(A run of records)
□ □ □ □ □ □ □

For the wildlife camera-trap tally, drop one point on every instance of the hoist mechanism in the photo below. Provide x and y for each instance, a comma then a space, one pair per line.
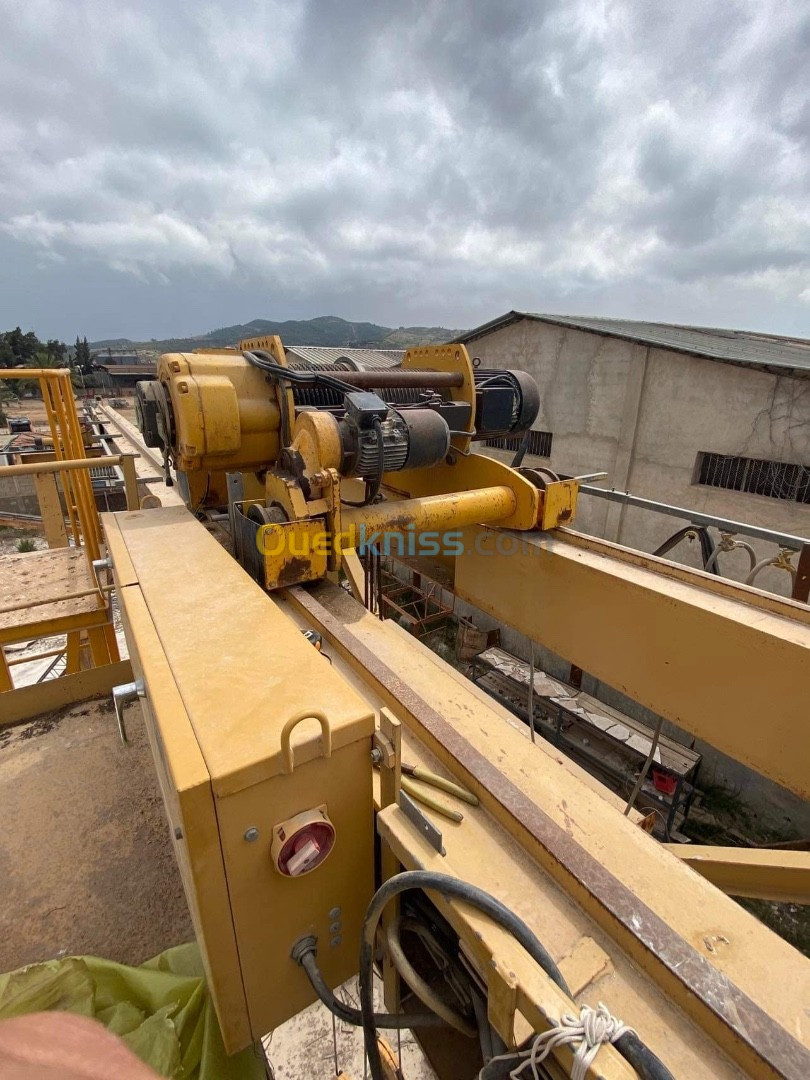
312, 461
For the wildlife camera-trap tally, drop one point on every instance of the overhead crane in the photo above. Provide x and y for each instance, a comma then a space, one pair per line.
513, 908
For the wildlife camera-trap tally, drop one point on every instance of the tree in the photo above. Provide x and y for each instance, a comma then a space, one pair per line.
82, 358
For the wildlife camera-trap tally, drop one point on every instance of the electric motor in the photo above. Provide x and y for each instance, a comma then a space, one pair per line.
377, 439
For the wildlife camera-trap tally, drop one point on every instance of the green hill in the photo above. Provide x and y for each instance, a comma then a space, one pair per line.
325, 329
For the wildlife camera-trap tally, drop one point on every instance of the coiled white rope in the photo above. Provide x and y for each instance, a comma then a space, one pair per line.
591, 1029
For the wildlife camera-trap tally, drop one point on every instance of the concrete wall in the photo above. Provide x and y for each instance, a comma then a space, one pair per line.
18, 496
643, 415
773, 807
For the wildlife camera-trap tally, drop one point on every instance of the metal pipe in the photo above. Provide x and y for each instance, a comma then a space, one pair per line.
37, 656
758, 531
64, 466
390, 378
432, 513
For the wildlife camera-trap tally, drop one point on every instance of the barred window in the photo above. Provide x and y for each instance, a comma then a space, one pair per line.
539, 443
778, 480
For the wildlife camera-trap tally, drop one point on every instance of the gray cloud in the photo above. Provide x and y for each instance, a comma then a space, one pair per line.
166, 169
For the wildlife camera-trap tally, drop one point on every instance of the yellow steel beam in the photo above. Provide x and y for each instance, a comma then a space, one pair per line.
30, 701
704, 952
764, 874
53, 520
64, 466
434, 513
720, 661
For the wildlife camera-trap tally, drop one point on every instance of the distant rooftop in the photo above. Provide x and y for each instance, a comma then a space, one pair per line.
145, 370
747, 348
351, 359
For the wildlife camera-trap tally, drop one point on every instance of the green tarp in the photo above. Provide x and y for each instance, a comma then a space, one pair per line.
162, 1010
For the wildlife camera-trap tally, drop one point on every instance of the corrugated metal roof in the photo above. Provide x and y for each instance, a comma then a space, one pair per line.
146, 370
320, 355
731, 347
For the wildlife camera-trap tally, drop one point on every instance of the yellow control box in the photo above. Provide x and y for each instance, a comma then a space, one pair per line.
264, 758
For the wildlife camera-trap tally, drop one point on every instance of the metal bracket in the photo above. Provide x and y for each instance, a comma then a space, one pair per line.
122, 696
383, 752
426, 826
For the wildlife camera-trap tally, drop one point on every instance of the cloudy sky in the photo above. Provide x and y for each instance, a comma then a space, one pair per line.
169, 167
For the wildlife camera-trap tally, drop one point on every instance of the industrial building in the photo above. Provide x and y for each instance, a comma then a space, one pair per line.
714, 420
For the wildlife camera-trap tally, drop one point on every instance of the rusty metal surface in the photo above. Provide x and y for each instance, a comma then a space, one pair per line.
756, 1039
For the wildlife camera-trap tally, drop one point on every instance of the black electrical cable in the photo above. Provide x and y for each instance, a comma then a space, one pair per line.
706, 545
648, 1066
305, 952
447, 887
374, 487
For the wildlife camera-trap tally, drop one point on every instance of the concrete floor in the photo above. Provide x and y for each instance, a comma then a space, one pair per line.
85, 858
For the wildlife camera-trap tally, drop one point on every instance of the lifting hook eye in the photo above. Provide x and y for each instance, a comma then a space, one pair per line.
286, 731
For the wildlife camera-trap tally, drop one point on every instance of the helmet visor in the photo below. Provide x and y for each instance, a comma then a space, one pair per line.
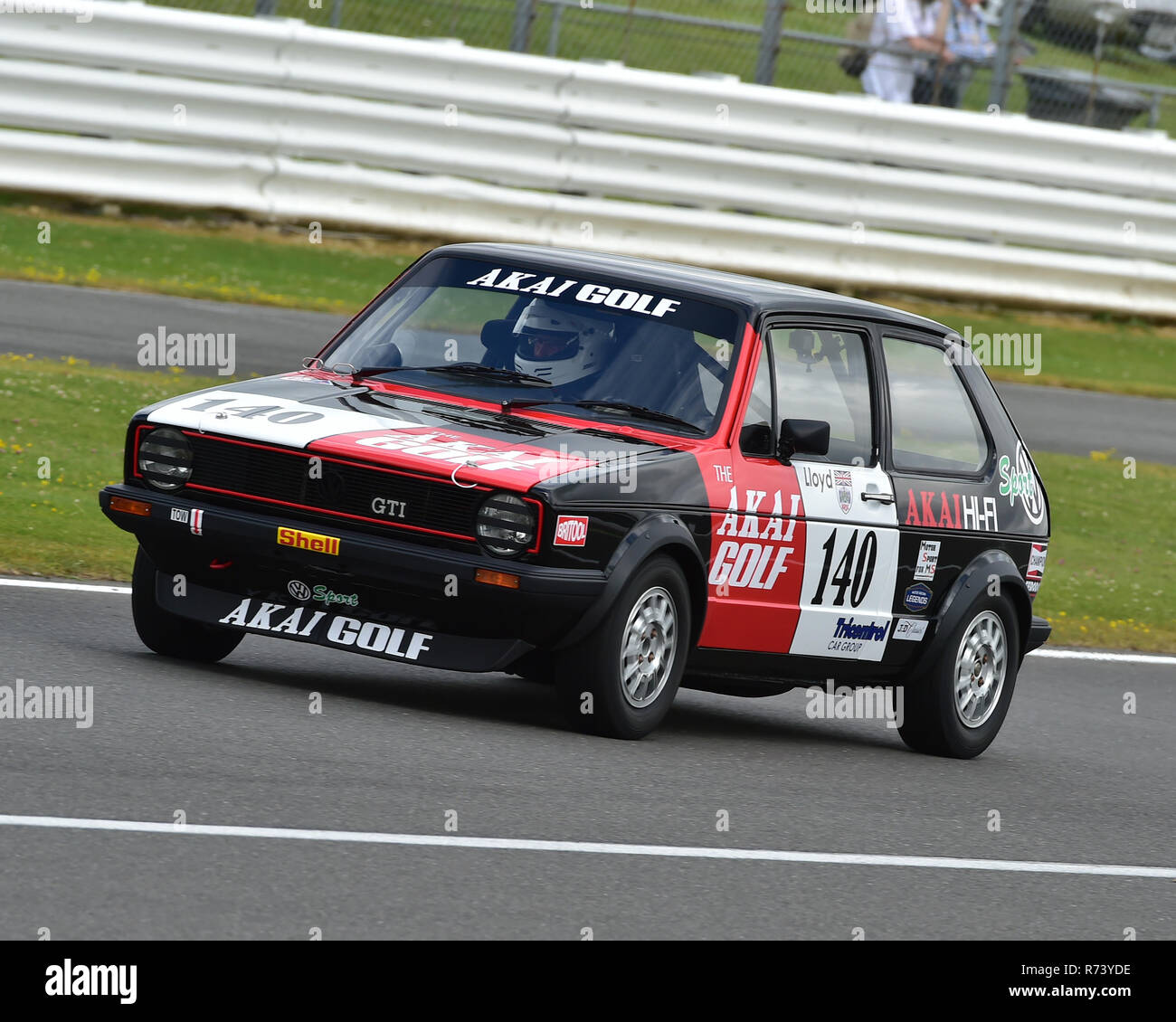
545, 345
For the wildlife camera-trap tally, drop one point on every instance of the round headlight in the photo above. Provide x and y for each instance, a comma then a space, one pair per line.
506, 525
165, 459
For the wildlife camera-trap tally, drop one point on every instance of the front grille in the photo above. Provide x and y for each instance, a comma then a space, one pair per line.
341, 488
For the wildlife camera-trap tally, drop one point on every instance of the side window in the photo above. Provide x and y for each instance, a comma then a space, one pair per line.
823, 374
755, 434
933, 422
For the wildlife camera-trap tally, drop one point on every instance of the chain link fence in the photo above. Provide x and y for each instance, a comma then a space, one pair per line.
1110, 63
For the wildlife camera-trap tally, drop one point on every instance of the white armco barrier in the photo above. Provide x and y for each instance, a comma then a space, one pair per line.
278, 118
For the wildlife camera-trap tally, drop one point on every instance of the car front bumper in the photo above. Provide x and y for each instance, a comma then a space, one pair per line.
384, 596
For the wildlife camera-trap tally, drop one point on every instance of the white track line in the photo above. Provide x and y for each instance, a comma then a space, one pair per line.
591, 847
1057, 654
32, 583
1121, 658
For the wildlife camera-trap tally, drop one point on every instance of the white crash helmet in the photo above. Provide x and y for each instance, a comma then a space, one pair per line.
556, 344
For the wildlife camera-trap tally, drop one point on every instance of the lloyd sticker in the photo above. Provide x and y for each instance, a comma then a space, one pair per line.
828, 493
571, 531
368, 637
927, 561
843, 481
1036, 568
910, 629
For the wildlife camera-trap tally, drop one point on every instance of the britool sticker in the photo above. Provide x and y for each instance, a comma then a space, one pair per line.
1036, 567
927, 561
571, 531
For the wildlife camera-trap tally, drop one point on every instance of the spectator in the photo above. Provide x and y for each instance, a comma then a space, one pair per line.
898, 24
965, 36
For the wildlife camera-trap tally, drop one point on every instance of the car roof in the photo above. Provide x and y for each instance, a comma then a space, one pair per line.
755, 294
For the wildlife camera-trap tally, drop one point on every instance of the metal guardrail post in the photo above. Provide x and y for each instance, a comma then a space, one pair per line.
1002, 62
553, 35
520, 34
769, 42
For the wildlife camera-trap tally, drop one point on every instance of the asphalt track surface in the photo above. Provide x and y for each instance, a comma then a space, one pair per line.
1074, 778
105, 326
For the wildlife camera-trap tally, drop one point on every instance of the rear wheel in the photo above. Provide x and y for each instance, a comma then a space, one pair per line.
957, 707
168, 634
622, 677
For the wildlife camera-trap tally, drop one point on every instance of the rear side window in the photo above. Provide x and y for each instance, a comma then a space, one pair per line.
934, 426
823, 375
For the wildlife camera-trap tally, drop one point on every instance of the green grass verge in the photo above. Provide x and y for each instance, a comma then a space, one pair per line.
236, 261
1109, 576
688, 48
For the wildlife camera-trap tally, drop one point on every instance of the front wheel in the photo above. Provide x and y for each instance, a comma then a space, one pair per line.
167, 633
622, 677
959, 705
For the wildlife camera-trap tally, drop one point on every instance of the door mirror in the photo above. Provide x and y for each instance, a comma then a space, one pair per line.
755, 439
802, 437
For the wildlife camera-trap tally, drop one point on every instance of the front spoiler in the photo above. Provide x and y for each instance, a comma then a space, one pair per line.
1038, 631
336, 629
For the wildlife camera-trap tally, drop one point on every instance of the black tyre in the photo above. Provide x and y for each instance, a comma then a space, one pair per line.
959, 705
621, 678
168, 634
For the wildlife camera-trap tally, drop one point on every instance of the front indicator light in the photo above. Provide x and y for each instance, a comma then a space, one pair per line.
130, 507
497, 579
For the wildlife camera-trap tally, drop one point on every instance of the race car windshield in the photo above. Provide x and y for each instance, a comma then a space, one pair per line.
606, 349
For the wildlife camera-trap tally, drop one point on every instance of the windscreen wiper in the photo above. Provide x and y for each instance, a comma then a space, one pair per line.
465, 368
636, 411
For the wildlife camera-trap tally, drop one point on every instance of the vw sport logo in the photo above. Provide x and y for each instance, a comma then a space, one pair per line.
571, 531
1020, 480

□ □ □ □ □ □ □

Objective → Retype the records above line for line, including the answers, but leave out the pictures.

Result for this exercise →
For the wildlife camera-trap tally, drop one point on every instance of the hoist mechanism in the photo below. Provide x and y for each instance, a comma then a space, one pair per line.
312, 461
For the wildlife camera-trap tally, drop one point on every instance of the overhead crane in the photo above. Provide x and y for each instance, a comma then a space, one pair per line.
513, 908
For the wildlife camera-trap tally, drop one point on every instance of the tree in the photo above. Provide x and y for each instance, a comma then a space, one pair per line.
82, 358
For the wildlife camera-trap tally, drop one point on every instance of the electric motor in the photo above. Provide x and y for each instance, a comma then a space, one pair per line.
377, 439
For the wildlife camera-trap tally, drop one point on every instance of the green hill in the photo above. Provide x and y for each instance, a comma then a space, one pair per line.
325, 329
For the wildlife camera-trap tally, drop one point on every instance of the coiled white rope in the photo above. Provide x and y for each instance, a comma then a space, one pair per line.
591, 1029
For the wildlife camera-trap tally, drop one point on every instance of the concrete wall in the photo above. Provide x and y for each instance, a comma then a space, one pair per line.
18, 496
643, 415
773, 807
For the wildlife camera-trap tally, drop one point on every instance of the metal pipe in the photo above. Provide x and y for each instance, a comma then a space, one pair per line.
37, 656
758, 531
64, 466
390, 378
432, 513
For the wildlife camera-trap tally, drop one point on every instance of the barred window in the photo above. Provide x and y for each instance, a comma then a space, one pair per line.
539, 443
778, 480
For the wildlife camera-trap tally, drop one point on every instance of the gray cloud in the photo above. Provide x and y for each instance, a comma then a space, one pair per line.
166, 169
For the wildlife camera-trap tally, drop one point on every instance of the yellow steel beam in the photo above. Provide x and y for each instance, a comma then a space, one pair per line.
30, 701
704, 952
764, 874
53, 520
64, 466
434, 513
720, 661
For the wildlife camera-trap tally, drop one point on every instance of the distant rooftop in the photo above. Provide x and y for each instance, a comma then a space, one pair per line.
145, 370
747, 348
351, 359
For the wildlife camera-trap tally, drop one point on every instance of the green tarp in the photo above. Provide x and y for each instance, a comma then a space, one pair per line.
162, 1010
For the wildlife camera-trap tally, drop one point on every instance of the corrugated metal roof in the photo above. Provide x and y for each instance, a comma then a space, one pair per line.
146, 370
320, 355
731, 347
For the wildlife camera-trap tally, drop one point on every instance of the yellow control box in the photo above. Provide x and y for each instance, a comma then a space, one pair per line.
264, 758
For the wildlife camera-trap tally, drop one point on every instance of the metal bracket in the photo above. Provide x and y for each instance, a comma then a space, one pair per line.
122, 696
383, 752
426, 826
For the wildlife camera-trap tally, drop one point on every instance of the cloudy sky in the photo above. Provide x and y for each instance, a comma then a space, one pair per line.
169, 167
For the wildlife camera-trap tally, drop one point on every instance of the industrial building in the photo above. Provide x and y for each instance, a comma then a space, one pair per line.
714, 420
For the wildlife camera-trap tally, drop one point on every instance of the rusty metal surface in the photo above. Provide x and y for each instance, a comma then a space, one pair per line.
756, 1039
For the wildlife camera-trap tally, drop one point on every instance of the black electrical cable in the photo above. Provide x and y for each instance, a comma then a space, one pair per line.
706, 545
648, 1066
305, 952
447, 887
374, 487
For the wildlife camera-trap tally, drop one point on every instance of the concrete floor in the photo above. Provide x and y for each instance, a comma then a space, one pair per line.
85, 858
For the wildlife camera-trap tally, drop one point on every instance of the lifting hook eye in the photo above. Provide x and y for each instance, a comma then a space, one pair per line.
286, 731
For the wildlife camera-trap tally, drop one point on every instance of the helmet visor in the photo below. Provide x and y for each instance, a comma then a space, one pair per line.
545, 345
For the wildlife camera-trap tally, drop one point on every instance of the round headlight in the photo above. Provide x and y for each instance, a comma then a space, one pair per line.
506, 525
165, 459
For the wildlife camera-trap tally, drop one point on every instance of the front grille in the photo above. Provide x and y for each instance, a comma then a space, one pair per line.
341, 488
For the wildlife camera-trap tally, drop one point on every instance of the side window in the photo above. Provide x and y for each instance, a comma then a space, one pair per line.
823, 374
755, 434
933, 422
For the wildlife camera-trap tally, drop one point on every instance of the chain link fence in the photo above. Provide x and y for each instance, a comma then a space, one pair per line.
1110, 63
For the wildlife camera-trap tally, drop one point on every instance of the white armco barrier in the photo above. Provide x and y for each instance, a comma then a space, one pair per line.
278, 118
For the wildlife camera-trap tally, drop one point on every instance of the car front bumper in the photo above. Provide x and y for each instance, a comma then a space, one pair per line.
384, 596
For the wildlife camera-trap tally, drop one point on every instance of the white track line in the photo above. Provide x and y for each instance, a comma then a space, one pair per line.
591, 847
1057, 654
32, 583
1121, 658
For the wildlife camera-trap tally, drop one point on every instance of the white crash helmet in the photo above. Provide x and y for each instance, a comma then a space, one pair per line.
556, 344
For the wildlife camera-trap tally, drop one point on every instance of the lloyd sticker in the photo above. Provide x and y for each instance, a comma then a space, one pair per line.
828, 493
571, 531
368, 637
927, 561
843, 481
1036, 568
910, 629
For the wildlife camera-trap tally, drop one point on every instance of the britool sticker in the photo above. Provide x and y for each instance, a comma then a space, one pair per line.
1036, 567
927, 561
571, 531
For the wildlife camera-trap tally, drop one point on every instance of the spectator in the photo above. Provide x and y for each instance, a comma then a space, one pair per line.
898, 24
965, 36
For the wildlife camera-trap tally, drop one point on every instance of the car roof in the photo above. Provide x and y for each instance, a comma then a space, one pair per line.
755, 294
For the wildlife camera-trap tally, drop one point on every instance of the metal guardrail post in the photo above. Provide x and y for each instance, a comma then a space, one pair per line.
1002, 62
553, 35
520, 34
769, 42
For the wildlife camera-trap tally, drop one point on every instance of the asphalt track surface in the photo above. Provide x and y for each instance, a comma then a space, one pair per line.
1074, 778
105, 326
For the wildlife camera-trap tally, drop one point on every instance of the rear wheel in the photo above. Provide x and y for each instance, a comma then a space, one pair per line.
957, 707
168, 634
622, 677
For the wildlife camera-trap tally, drop one point on every instance of the rear side window in the photo above. Provide x and y for each instance, a comma then a space, one pair per line.
934, 426
823, 375
For the wildlife camera-trap tally, drop one point on every instance of the green grass verge in the photo above. Provide x and y for each instance, a comma then a space, one pair per line.
236, 261
1109, 576
688, 48
For the wildlife camera-trap tally, drop one point on every instance of the front wheel in the photo above. Provide x and y for each instance, a comma then a space, one pair per line.
167, 633
622, 677
959, 705
For the wildlife camera-trap tally, drop one point on every instance of the door mirror in the photo above. Provide x and y for each instance, a comma then a space, one pair per line.
755, 439
802, 437
For the wildlife camera-trap tally, drop one point on every instance of the front spoiler in the photo above. Provide x and y for each instance, a comma then a space, one pair per line.
1038, 631
336, 629
For the wildlife camera-trap tally, drop one point on every instance of the black tyre in the photo above. Provide x and y for each instance, a comma then a space, one pair per line.
959, 705
621, 678
168, 634
For the wildlife camera-trap tally, drop one point on every instance of the front indicator light in the photo above. Provide x and y for each instance, a comma then a space, one pair per line.
130, 507
497, 579
For the wildlife camera-trap tally, drop one point on every instance of the race car windshield in the photo above. Provide x and y for each instance, a comma then a space, one pair per line.
606, 349
For the wildlife camera-trap tally, drop one point on every instance of the windscreen wiper in the photo above. Provide x and y for each instance, a comma then a space, one pair per line.
465, 368
636, 411
For the wildlife camera-trap tally, drop one point on every instance of the vw sport logo in the photo above. Provide x and y for each instance, a comma then a space, one pair per line.
571, 531
1020, 480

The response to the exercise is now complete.